### 提供テキスト
痛みの治療のため、患者の生活状況を聞く井関雅子医師(右)=東京都文京区


 ■経済的効果指摘する声も

 痛みは、第三者が共有できない難しさがあり、治療がしにくい側面もあります。しかし、放置すると、日常生活にも影響します。痛みの専門家らは「早期に取り組めば、悪影響を最小限に抑えることができる」と指摘します。(北村理)

 「また痛むのかと思うと怖くて。ここで治療を受け始める前は、家で動くのもおっくうで、ついつい横になることが多くなっていました」

 都内に住む70歳代の女性は、脊椎狭窄(せきついきょうさく)などで以前から傷めていた足腰の痛みが今年春先に悪化した。ここ1年間、夫の介護に精を出し、「自分のことより夫のこと」と、痛みを我慢するうちに、「痛みで夜中も目が覚めるようになってしまった」という。

 今年6月、女性は知人の紹介で、順天堂大学のペインクリニックを訪れ、井関雅子医師の治療を受け始めた。井関医師は家事などを楽にできることを目指して、神経ブロックを施し、鎮痛剤を処方した。

(データセットのレコード)
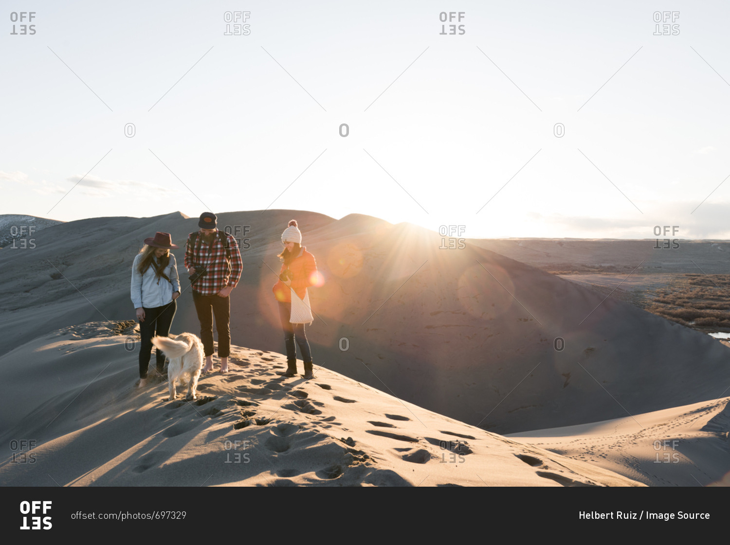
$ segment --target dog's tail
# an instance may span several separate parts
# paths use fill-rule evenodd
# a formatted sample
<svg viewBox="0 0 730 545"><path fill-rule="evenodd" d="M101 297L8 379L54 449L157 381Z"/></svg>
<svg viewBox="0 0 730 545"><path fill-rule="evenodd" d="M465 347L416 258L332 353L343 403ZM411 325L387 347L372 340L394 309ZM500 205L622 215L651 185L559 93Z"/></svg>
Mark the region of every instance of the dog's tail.
<svg viewBox="0 0 730 545"><path fill-rule="evenodd" d="M177 341L169 337L153 337L152 344L165 353L171 360L182 357L193 347L193 341L189 337L183 337L183 340Z"/></svg>

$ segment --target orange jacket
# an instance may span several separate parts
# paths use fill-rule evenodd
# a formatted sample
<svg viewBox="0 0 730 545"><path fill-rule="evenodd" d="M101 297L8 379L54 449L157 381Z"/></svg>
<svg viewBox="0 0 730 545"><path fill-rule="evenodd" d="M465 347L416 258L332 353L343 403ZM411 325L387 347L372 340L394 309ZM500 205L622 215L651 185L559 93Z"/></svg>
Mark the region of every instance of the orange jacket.
<svg viewBox="0 0 730 545"><path fill-rule="evenodd" d="M281 271L279 274L286 270L286 266L281 264ZM307 295L307 288L313 286L316 282L317 262L315 261L315 256L307 251L304 246L299 250L299 255L294 258L289 264L289 270L291 271L291 287L299 295L299 298L304 299ZM285 303L291 302L291 292L289 287L281 280L274 285L272 290L277 301Z"/></svg>

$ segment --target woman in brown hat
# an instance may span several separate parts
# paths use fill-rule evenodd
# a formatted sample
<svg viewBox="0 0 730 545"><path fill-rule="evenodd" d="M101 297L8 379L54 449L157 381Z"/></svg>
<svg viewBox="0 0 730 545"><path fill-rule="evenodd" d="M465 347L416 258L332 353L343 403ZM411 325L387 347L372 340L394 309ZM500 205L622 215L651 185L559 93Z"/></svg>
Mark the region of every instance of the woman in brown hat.
<svg viewBox="0 0 730 545"><path fill-rule="evenodd" d="M170 250L178 248L172 244L169 233L156 233L145 239L145 246L134 257L132 265L131 298L137 317L139 320L139 384L147 384L147 370L152 352L152 338L166 337L180 294L177 263ZM157 349L157 372L164 371L165 355Z"/></svg>

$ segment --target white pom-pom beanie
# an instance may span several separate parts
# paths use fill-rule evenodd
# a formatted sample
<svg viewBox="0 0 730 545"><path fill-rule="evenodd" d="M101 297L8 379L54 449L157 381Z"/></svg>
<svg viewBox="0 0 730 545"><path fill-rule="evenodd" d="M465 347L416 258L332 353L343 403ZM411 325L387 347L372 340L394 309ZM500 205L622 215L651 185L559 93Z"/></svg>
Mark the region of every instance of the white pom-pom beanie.
<svg viewBox="0 0 730 545"><path fill-rule="evenodd" d="M289 222L289 226L281 233L282 242L296 242L301 244L301 231L296 226L296 220L292 220Z"/></svg>

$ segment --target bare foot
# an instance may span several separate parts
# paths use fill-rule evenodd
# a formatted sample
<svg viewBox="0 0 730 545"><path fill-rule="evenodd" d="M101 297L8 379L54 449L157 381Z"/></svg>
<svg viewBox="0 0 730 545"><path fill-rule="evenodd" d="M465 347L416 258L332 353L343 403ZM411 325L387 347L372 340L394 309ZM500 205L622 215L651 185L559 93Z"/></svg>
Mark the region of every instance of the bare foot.
<svg viewBox="0 0 730 545"><path fill-rule="evenodd" d="M203 373L210 373L213 370L213 357L207 356L205 358L205 367L203 368Z"/></svg>

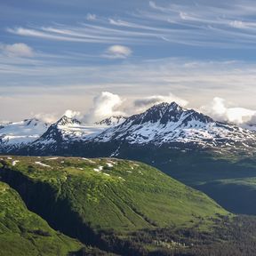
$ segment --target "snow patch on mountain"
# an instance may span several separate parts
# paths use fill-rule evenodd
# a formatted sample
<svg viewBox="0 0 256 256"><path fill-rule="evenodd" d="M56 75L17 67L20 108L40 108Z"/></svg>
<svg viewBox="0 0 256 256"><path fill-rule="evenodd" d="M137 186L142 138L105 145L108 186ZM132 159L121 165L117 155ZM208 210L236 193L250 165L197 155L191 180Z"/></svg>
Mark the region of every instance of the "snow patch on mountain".
<svg viewBox="0 0 256 256"><path fill-rule="evenodd" d="M3 124L0 127L1 149L28 145L38 139L48 127L49 124L36 118Z"/></svg>

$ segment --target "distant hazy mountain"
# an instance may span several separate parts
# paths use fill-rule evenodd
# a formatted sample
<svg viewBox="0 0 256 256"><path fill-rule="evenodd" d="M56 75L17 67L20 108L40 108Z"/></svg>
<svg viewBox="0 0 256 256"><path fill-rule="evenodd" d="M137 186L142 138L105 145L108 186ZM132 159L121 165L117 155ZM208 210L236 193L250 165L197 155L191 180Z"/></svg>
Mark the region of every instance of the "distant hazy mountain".
<svg viewBox="0 0 256 256"><path fill-rule="evenodd" d="M96 122L95 124L97 125L107 125L107 126L113 126L113 125L117 125L121 124L124 123L127 117L123 116L110 116L108 118L105 118L100 122Z"/></svg>
<svg viewBox="0 0 256 256"><path fill-rule="evenodd" d="M112 116L93 126L84 125L66 116L49 127L38 123L41 124L36 124L41 127L40 132L36 132L36 125L33 124L32 121L29 123L29 134L36 136L28 135L30 140L28 139L22 147L6 148L2 143L2 152L75 156L97 152L99 156L118 156L118 152L128 145L130 148L148 145L188 150L195 147L201 149L239 148L249 150L256 141L254 131L214 121L193 109L182 108L175 102L155 105L130 117ZM13 126L12 129L15 134L25 132L24 125Z"/></svg>
<svg viewBox="0 0 256 256"><path fill-rule="evenodd" d="M49 125L36 118L1 124L0 152L28 145L45 132Z"/></svg>

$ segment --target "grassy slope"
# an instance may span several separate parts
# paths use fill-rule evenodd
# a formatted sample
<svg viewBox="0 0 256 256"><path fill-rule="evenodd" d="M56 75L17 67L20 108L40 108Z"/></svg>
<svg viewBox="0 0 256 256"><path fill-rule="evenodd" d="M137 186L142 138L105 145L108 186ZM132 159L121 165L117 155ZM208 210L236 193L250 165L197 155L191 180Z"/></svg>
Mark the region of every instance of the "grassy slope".
<svg viewBox="0 0 256 256"><path fill-rule="evenodd" d="M0 255L66 255L81 244L29 212L19 194L0 182Z"/></svg>
<svg viewBox="0 0 256 256"><path fill-rule="evenodd" d="M168 158L163 155L154 163L160 170L202 190L230 212L256 214L255 156L174 150Z"/></svg>
<svg viewBox="0 0 256 256"><path fill-rule="evenodd" d="M171 224L181 227L198 219L211 219L216 213L228 214L204 194L140 163L63 157L3 158L15 172L55 188L56 196L68 199L72 211L98 230L132 231ZM12 166L15 160L20 162ZM103 167L101 172L97 172L99 166Z"/></svg>

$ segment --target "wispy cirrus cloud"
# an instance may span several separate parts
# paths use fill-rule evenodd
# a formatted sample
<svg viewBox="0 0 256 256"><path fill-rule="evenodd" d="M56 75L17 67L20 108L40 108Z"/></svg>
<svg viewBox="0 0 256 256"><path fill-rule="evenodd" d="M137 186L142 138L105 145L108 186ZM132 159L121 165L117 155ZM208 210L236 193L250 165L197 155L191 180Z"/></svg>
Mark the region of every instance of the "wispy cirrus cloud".
<svg viewBox="0 0 256 256"><path fill-rule="evenodd" d="M76 25L17 27L7 31L45 40L98 44L178 44L204 47L255 47L256 6L253 1L210 1L159 4L125 18L88 13ZM163 3L163 2L162 2ZM174 2L175 3L175 2ZM235 40L236 39L236 40Z"/></svg>
<svg viewBox="0 0 256 256"><path fill-rule="evenodd" d="M124 45L111 45L102 55L108 59L126 59L132 53L132 51Z"/></svg>

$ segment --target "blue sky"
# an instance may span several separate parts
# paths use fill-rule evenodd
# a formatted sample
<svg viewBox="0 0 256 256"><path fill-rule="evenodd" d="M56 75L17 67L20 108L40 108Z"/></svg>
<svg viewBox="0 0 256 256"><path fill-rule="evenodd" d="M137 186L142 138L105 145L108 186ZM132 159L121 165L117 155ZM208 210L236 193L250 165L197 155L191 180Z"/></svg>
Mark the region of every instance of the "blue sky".
<svg viewBox="0 0 256 256"><path fill-rule="evenodd" d="M86 112L102 92L122 111L166 95L255 109L255 1L2 1L0 119Z"/></svg>

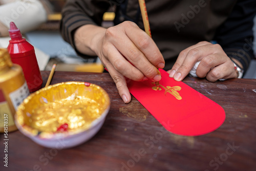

### 課題一覧
**A)** 痛みの治療を扱った提供テキストの内容を2文で要約せよ。
**B)** 痛みの治療を扱った提供テキストについて、最後の文の後から続きを書き進めよ。

### 課題別の解答
**A)** 痛みは第三者と共有できず治療しにくい面があるが、放置すると日常生活に影響するため、専門家は早期に取り組めば悪影響を最小限に抑えられると指摘している。足腰の痛みが今年春先に悪化した都内の70歳代の女性は、今年6月から順天堂大学のペインクリニックで井関雅子医師の治療を受け始め、神経ブロックを施され鎮痛剤を処方された。

**B)**
 神経ブロックは痛みに関係する神経をさぐり、麻酔薬などを注入し、脳への痛みの伝達を遮断する治療で、進行がんの患者なども対象になる。

 「数カ月でなんとか身の回りのことはできるようになりました」と報告する女性に、井関医師は「次は、1人で外出できるようになることを目標にがんばりましょう」と声をかけた。女性はひとつ目標を達成できたことに自信を取り戻したかのように、にっこり笑った。

 痛みが日常的になれば、体が痛みを覚え、体を動かすことをためらう。体を動かさなければ、体力は衰え、女性のように精神的にも落ち込んでしまう。

 この悪循環を断ち切るため、井関医師は「まず痛みを抑え、一歩一歩、目標を具体的に立て、生活を取り戻すという良い循環に変える。慢性的な痛みは生活と密接なかかわりをもつため、治療には一定の時間がかかる。痛みを抱え込まないで早く治療を開始すれば、回復も早くなる」と話している。

 7、8割の患者が痛みを訴える進行がんでも、ほぼ9割の痛みは取ることが可能だといわれる。ただ、実際に痛みの治療は行き渡っていないのが現実。痛みの治療の難しさについて、井関医師は「血圧、脈拍、呼吸、体温などは数値化でき、第三者である医者にも判断しやすいが、痛みは数値化できない」という。

 このため、患者自身が医師に伝える必要がある。しかし、「日本では、痛みは我慢するものという考えがあり、それが、治療を難しくしている」と井関医師は指摘する。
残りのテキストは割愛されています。